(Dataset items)
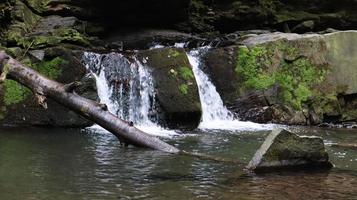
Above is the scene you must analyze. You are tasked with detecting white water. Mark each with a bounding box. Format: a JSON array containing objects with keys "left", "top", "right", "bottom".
[
  {"left": 187, "top": 48, "right": 276, "bottom": 131},
  {"left": 83, "top": 47, "right": 275, "bottom": 137},
  {"left": 83, "top": 52, "right": 177, "bottom": 138}
]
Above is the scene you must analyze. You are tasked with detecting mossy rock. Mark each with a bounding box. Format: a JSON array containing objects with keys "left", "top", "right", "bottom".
[
  {"left": 0, "top": 47, "right": 96, "bottom": 127},
  {"left": 247, "top": 129, "right": 332, "bottom": 172},
  {"left": 203, "top": 32, "right": 357, "bottom": 125},
  {"left": 137, "top": 48, "right": 201, "bottom": 129}
]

__WHAT IS EXPECTED__. With the pictures dropped, give every entry above again exactly.

__SOLUTION__.
Above is the scene you must analyze. You are tasked with detecting white water. Mark each with a bounding box. Format: a JSON array containing objects with keys "left", "top", "right", "bottom".
[
  {"left": 187, "top": 48, "right": 276, "bottom": 131},
  {"left": 83, "top": 47, "right": 275, "bottom": 137},
  {"left": 83, "top": 52, "right": 177, "bottom": 138}
]
Above is the scene you must analyze. You are tasked with detecting mossy rock. Mark each with a bounding box. Format: a JSON array containing objects with keys "left", "top", "right", "bottom".
[
  {"left": 0, "top": 47, "right": 96, "bottom": 127},
  {"left": 247, "top": 129, "right": 332, "bottom": 172},
  {"left": 203, "top": 32, "right": 357, "bottom": 125},
  {"left": 137, "top": 48, "right": 201, "bottom": 129}
]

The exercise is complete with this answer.